Stated goal → Can you reproduce every line of the listing below word for word, leaving out the pictures?

Point annotation records →
┄┄┄┄┄┄┄┄┄┄

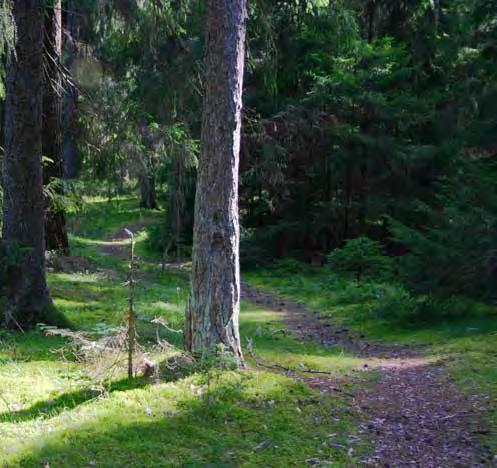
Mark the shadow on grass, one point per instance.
(226, 426)
(68, 401)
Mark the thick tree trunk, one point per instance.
(212, 316)
(55, 219)
(23, 209)
(71, 156)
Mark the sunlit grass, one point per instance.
(52, 413)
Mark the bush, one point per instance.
(361, 257)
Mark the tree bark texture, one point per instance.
(55, 219)
(23, 208)
(212, 315)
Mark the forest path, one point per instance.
(414, 415)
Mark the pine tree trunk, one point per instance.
(212, 315)
(148, 193)
(71, 156)
(23, 209)
(55, 219)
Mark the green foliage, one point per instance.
(451, 250)
(362, 257)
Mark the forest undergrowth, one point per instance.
(54, 412)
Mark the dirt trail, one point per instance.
(415, 415)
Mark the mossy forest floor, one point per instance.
(54, 413)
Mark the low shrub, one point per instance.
(361, 257)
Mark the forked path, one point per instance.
(415, 415)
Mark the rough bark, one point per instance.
(23, 208)
(148, 192)
(71, 155)
(212, 315)
(55, 219)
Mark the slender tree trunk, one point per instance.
(23, 208)
(71, 159)
(148, 192)
(212, 316)
(55, 219)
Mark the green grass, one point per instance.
(467, 343)
(53, 413)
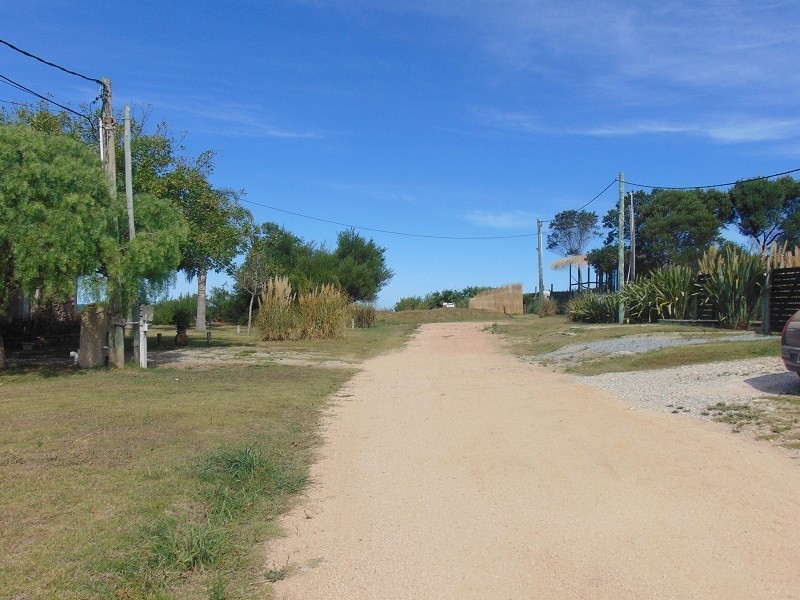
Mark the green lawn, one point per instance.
(166, 482)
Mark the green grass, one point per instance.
(774, 418)
(150, 483)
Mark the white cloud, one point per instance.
(501, 220)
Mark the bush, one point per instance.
(734, 284)
(593, 308)
(641, 305)
(363, 315)
(675, 290)
(409, 303)
(228, 305)
(163, 312)
(321, 312)
(547, 307)
(276, 317)
(318, 314)
(181, 318)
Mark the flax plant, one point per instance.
(734, 284)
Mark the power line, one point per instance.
(700, 187)
(402, 233)
(598, 195)
(47, 62)
(21, 87)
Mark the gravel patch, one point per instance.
(692, 389)
(634, 344)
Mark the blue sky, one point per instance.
(437, 118)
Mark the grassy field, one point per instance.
(165, 483)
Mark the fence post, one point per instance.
(766, 301)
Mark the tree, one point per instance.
(361, 267)
(218, 226)
(258, 266)
(571, 231)
(672, 227)
(675, 227)
(57, 222)
(767, 210)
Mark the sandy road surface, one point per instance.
(451, 470)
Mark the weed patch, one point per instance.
(774, 418)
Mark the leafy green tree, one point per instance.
(673, 227)
(57, 222)
(218, 227)
(361, 266)
(767, 211)
(571, 231)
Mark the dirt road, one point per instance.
(451, 470)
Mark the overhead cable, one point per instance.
(700, 187)
(47, 62)
(402, 233)
(21, 87)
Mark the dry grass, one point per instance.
(774, 418)
(321, 313)
(506, 299)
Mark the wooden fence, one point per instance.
(783, 299)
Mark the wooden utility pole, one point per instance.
(116, 333)
(541, 268)
(621, 246)
(633, 241)
(139, 328)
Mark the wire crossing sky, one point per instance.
(454, 121)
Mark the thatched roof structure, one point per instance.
(576, 260)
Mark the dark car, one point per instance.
(790, 343)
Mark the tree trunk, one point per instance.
(250, 314)
(200, 323)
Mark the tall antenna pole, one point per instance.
(541, 269)
(621, 246)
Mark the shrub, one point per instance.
(675, 290)
(547, 307)
(276, 317)
(593, 308)
(163, 312)
(409, 303)
(734, 284)
(181, 318)
(640, 299)
(363, 315)
(321, 312)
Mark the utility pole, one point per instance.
(139, 327)
(633, 241)
(541, 269)
(116, 333)
(621, 246)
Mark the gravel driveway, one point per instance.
(691, 389)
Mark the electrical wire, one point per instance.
(401, 233)
(21, 87)
(47, 62)
(598, 195)
(701, 187)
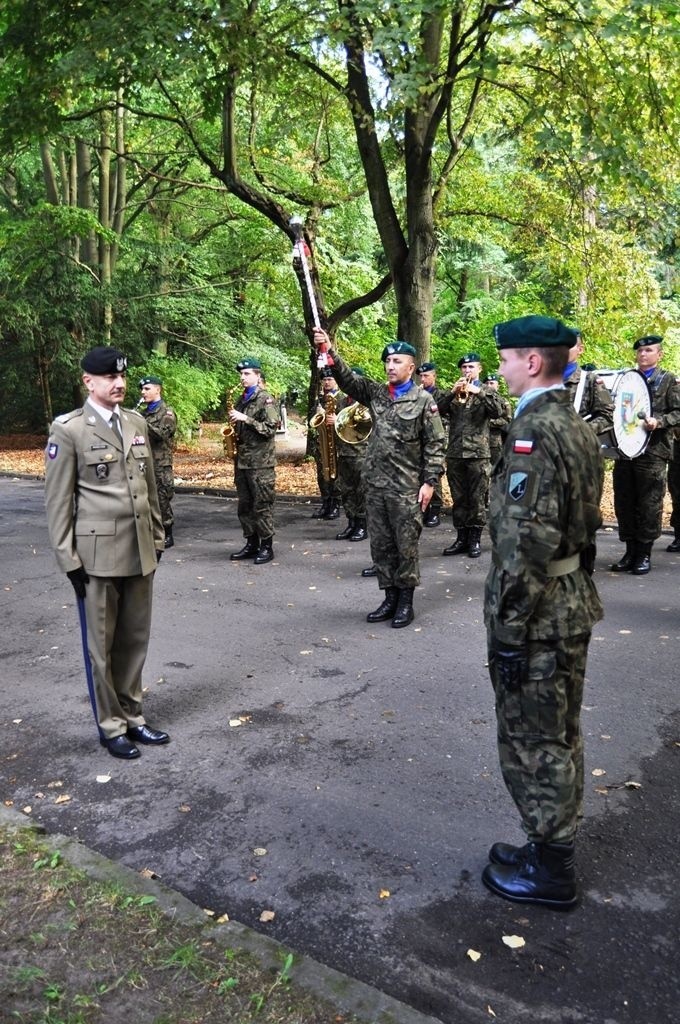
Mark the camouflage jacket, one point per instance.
(545, 498)
(161, 424)
(469, 421)
(256, 436)
(596, 406)
(407, 443)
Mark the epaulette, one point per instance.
(67, 417)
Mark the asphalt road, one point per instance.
(365, 765)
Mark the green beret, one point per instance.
(533, 332)
(103, 359)
(469, 357)
(397, 348)
(649, 339)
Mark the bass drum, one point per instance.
(632, 403)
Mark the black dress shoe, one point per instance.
(142, 734)
(120, 747)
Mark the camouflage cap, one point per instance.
(397, 348)
(103, 359)
(648, 339)
(533, 332)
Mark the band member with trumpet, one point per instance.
(428, 375)
(162, 424)
(639, 484)
(470, 407)
(255, 419)
(404, 462)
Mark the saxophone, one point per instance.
(228, 432)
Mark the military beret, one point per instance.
(397, 348)
(533, 332)
(103, 359)
(469, 357)
(649, 339)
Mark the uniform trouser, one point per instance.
(394, 523)
(350, 486)
(539, 738)
(639, 486)
(119, 616)
(468, 479)
(674, 491)
(256, 492)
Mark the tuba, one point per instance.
(327, 451)
(228, 431)
(353, 424)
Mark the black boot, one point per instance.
(625, 564)
(642, 560)
(474, 537)
(248, 551)
(460, 545)
(359, 531)
(265, 551)
(346, 534)
(387, 608)
(404, 613)
(545, 875)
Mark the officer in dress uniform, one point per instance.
(404, 462)
(162, 424)
(639, 484)
(104, 525)
(540, 607)
(255, 419)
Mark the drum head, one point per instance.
(632, 403)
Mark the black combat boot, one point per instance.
(404, 613)
(346, 534)
(474, 539)
(460, 545)
(248, 551)
(265, 551)
(545, 875)
(387, 608)
(625, 564)
(642, 560)
(359, 532)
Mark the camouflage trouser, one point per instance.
(468, 479)
(166, 492)
(350, 487)
(539, 738)
(255, 491)
(639, 486)
(394, 523)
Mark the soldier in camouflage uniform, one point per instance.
(162, 424)
(255, 419)
(404, 462)
(470, 406)
(540, 607)
(639, 484)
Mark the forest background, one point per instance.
(454, 164)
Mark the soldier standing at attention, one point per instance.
(470, 407)
(404, 462)
(639, 484)
(540, 607)
(255, 419)
(162, 424)
(104, 526)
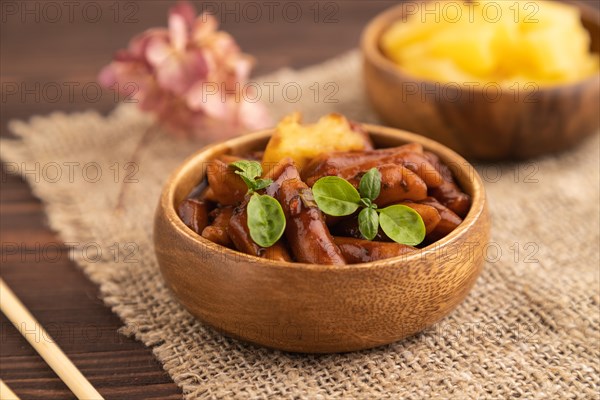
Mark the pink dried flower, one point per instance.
(191, 75)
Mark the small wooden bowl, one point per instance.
(318, 308)
(487, 125)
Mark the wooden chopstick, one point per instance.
(21, 318)
(6, 393)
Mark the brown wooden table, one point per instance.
(49, 44)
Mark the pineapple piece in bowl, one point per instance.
(303, 142)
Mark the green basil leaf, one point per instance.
(249, 182)
(368, 223)
(266, 220)
(370, 184)
(335, 196)
(249, 169)
(262, 183)
(402, 224)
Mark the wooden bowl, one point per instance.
(487, 124)
(318, 308)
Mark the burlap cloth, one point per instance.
(529, 329)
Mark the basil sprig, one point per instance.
(335, 196)
(266, 220)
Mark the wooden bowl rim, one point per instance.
(370, 38)
(478, 197)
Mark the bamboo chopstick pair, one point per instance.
(16, 312)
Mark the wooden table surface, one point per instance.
(45, 45)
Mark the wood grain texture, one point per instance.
(36, 51)
(483, 124)
(319, 308)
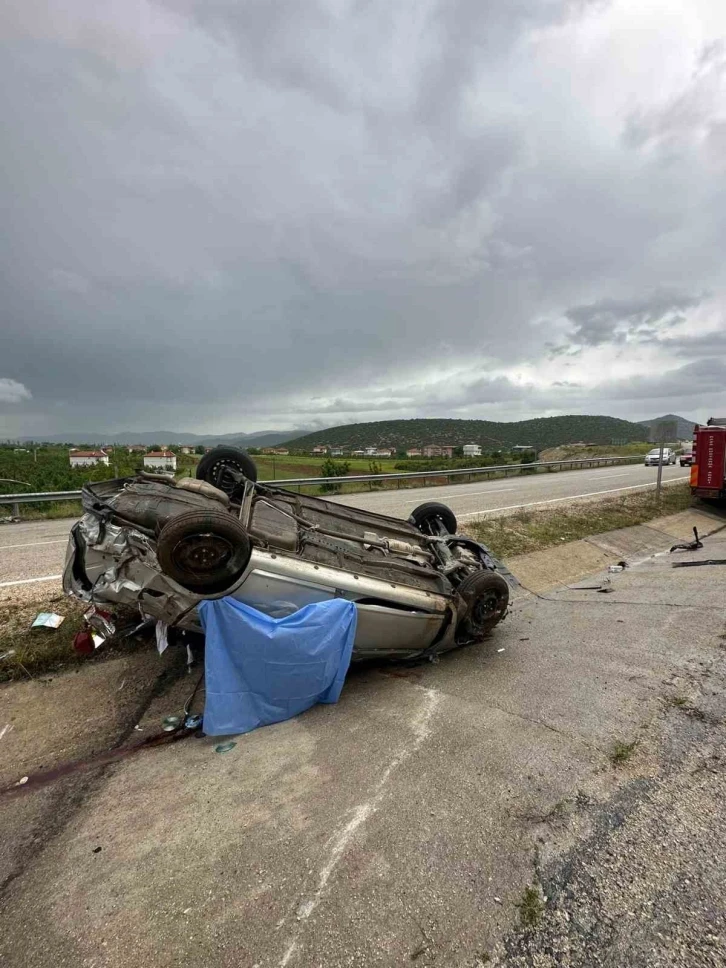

┄┄┄┄┄┄┄┄┄┄

Exercise result →
Mark the shadow on grass, one point per instance.
(226, 426)
(68, 401)
Mark the thick tree trunk, one point per instance.
(212, 316)
(55, 219)
(23, 209)
(71, 156)
Mark the sunlit grass, one point per instance.
(52, 413)
Mark the bush, one point per instance.
(361, 257)
Mark the tree bark texture, one point per instance.
(55, 219)
(23, 208)
(212, 315)
Mark the forest path, one point per instance.
(414, 415)
Mark the pine tree trunk, one point per instance.
(212, 315)
(148, 193)
(71, 156)
(23, 209)
(55, 219)
Mark the green foliage, one point per instance.
(451, 250)
(362, 257)
Mark the forest undergrowth, one point per instance.
(54, 412)
Mark the dirt trail, one point per instance.
(415, 415)
Mark the mossy forest floor, one point per instance.
(54, 413)
Mark the low shrub, one point per instance.
(361, 257)
Mark the forked path, one point per instance.
(415, 415)
Mark the rough bark, one point per instance.
(23, 208)
(148, 192)
(71, 155)
(212, 315)
(55, 219)
Mark the slender tree trunk, one point per instance.
(23, 208)
(71, 159)
(148, 192)
(212, 316)
(55, 219)
Mark the green grass, one point per instance.
(467, 343)
(53, 413)
Mark the green lawn, one point per instance.
(166, 482)
Mark the green grass, one point per instance.
(774, 418)
(150, 483)
Mark the white cloud, one point per instance.
(501, 220)
Mark the bush, one point per instance.
(734, 284)
(593, 308)
(641, 305)
(363, 315)
(675, 290)
(409, 303)
(228, 305)
(163, 312)
(321, 312)
(547, 307)
(276, 317)
(318, 314)
(181, 318)
Mark the flax plant, one point per instance.
(734, 284)
Mark the power line, one point per instance.
(700, 187)
(402, 233)
(598, 195)
(47, 62)
(21, 87)
Mark the gravel patch, one point per instance.
(692, 389)
(634, 344)
Mark the blue sky, one point per instance.
(437, 118)
Mark the grassy field, one point per instance.
(165, 483)
Mark the fence post, one point per instance.
(766, 301)
Mark the tree, one point per instance.
(361, 267)
(218, 226)
(258, 266)
(571, 231)
(672, 227)
(675, 227)
(57, 222)
(767, 210)
Mark the sandy road surface, one point per instance.
(451, 470)
Mark the weed patch, one point per instance.
(774, 418)
Mark the leafy green tree, one point per instance.
(673, 227)
(57, 222)
(218, 227)
(361, 266)
(767, 211)
(571, 231)
Mark the dirt road, one point per instance.
(451, 470)
Mark the overhead cable, one point per instance.
(700, 187)
(47, 62)
(402, 233)
(21, 87)
Mark the dry grass, one point per instance.
(774, 418)
(321, 313)
(506, 299)
Mark the wooden fence, one point per instance.
(783, 299)
Mark the wooden utility pole, one point per instance.
(116, 333)
(541, 268)
(621, 246)
(633, 241)
(139, 328)
Mark the wire crossing sky, one point per instance.
(454, 121)
Mark the thatched roof structure, one point per instance.
(576, 260)
Mark the dark car, one point per instance.
(790, 343)
Mark the tree trunk, one point per instance.
(250, 314)
(200, 323)
Mark the tall antenna pole, one point per instance.
(541, 269)
(621, 246)
Mark the shrub, one point per instance.
(675, 290)
(547, 307)
(276, 317)
(593, 308)
(163, 312)
(409, 303)
(734, 284)
(181, 318)
(640, 299)
(363, 315)
(321, 312)
Mark the utility pole, one point per instance.
(139, 327)
(633, 241)
(541, 269)
(116, 333)
(621, 246)
Mark the gravel driveway, one point per instance.
(691, 389)
Mark the electrical wire, one point per instance.
(401, 233)
(21, 87)
(47, 62)
(598, 195)
(701, 187)
Mark the camouflage jacket, one point per instance.
(545, 498)
(161, 424)
(469, 421)
(256, 436)
(596, 406)
(407, 443)
Mark the epaulette, one point per instance.
(67, 417)
Mark the asphalt road, one point per instance.
(365, 765)
Mark the green beret, one point per instance.
(533, 332)
(103, 359)
(469, 357)
(397, 348)
(649, 339)
Mark the bass drum, one point per instance.
(632, 403)
Mark the black dress shoe, one point per instance.
(142, 734)
(120, 747)
Mark the camouflage cap, one point per instance.
(397, 348)
(103, 359)
(648, 339)
(533, 332)
Mark the band member with trumpet, one point per instance.
(428, 375)
(162, 424)
(639, 484)
(470, 407)
(255, 419)
(404, 462)
Mark the saxophone, one point per instance.
(228, 432)
Mark the military beret, one point per instance.
(397, 348)
(533, 332)
(103, 359)
(469, 357)
(649, 339)
Mark the uniform trouser, one point per instance.
(394, 523)
(350, 486)
(539, 738)
(639, 486)
(119, 616)
(468, 479)
(674, 491)
(256, 492)
Mark the tuba, one point per instance.
(327, 451)
(228, 431)
(353, 424)
Mark the black boot, one point per instance.
(625, 564)
(642, 560)
(474, 537)
(248, 551)
(460, 545)
(359, 531)
(265, 551)
(346, 534)
(387, 608)
(404, 613)
(545, 875)
Mark the officer in dress uniform, one point per instance.
(404, 462)
(162, 424)
(639, 484)
(104, 525)
(540, 607)
(255, 419)
Mark the drum head, one point per instance.
(632, 403)
Mark the black combat boot, one point per instance.
(404, 613)
(346, 534)
(474, 539)
(460, 545)
(248, 551)
(265, 551)
(545, 875)
(387, 608)
(625, 564)
(642, 560)
(359, 532)
Mark the camouflage trouser, one point per instance.
(468, 479)
(166, 492)
(350, 487)
(539, 738)
(255, 491)
(639, 486)
(394, 523)
Mark the soldier in camouflage uniform, one point per instance.
(162, 424)
(255, 419)
(404, 462)
(470, 406)
(540, 607)
(639, 484)
Mark the forest background, one point per instance.
(454, 164)
Mark the soldier standing at attention, one point per instance.
(470, 407)
(404, 462)
(639, 484)
(540, 607)
(255, 419)
(162, 424)
(104, 526)
Mark the pink dried flower, one point per instance.
(191, 75)
Mark the small wooden bowl, one point per instance.
(318, 308)
(487, 125)
Mark the wooden chopstick, one point per instance.
(21, 318)
(6, 393)
Mark the brown wooden table, one point per instance.
(49, 44)
Mark the pineapple piece in bowl, one point per instance.
(303, 142)
Mark the green basil leaf, one point per instance.
(249, 182)
(368, 223)
(266, 220)
(370, 184)
(335, 196)
(249, 169)
(262, 183)
(402, 224)
Mark the wooden bowl, one point per instance.
(487, 124)
(318, 308)
Mark the burlap cloth, one point per instance.
(529, 329)
Mark the basil sprig, one point per instance.
(335, 196)
(266, 220)
Mark the wooden bowl rim, one point per instance.
(370, 38)
(478, 197)
Mark the bamboo chopstick pair, one point per instance.
(16, 312)
Mark the wooden table surface, one point per instance.
(45, 45)
Mark the wood grain texture, one point per instance.
(36, 51)
(483, 124)
(319, 308)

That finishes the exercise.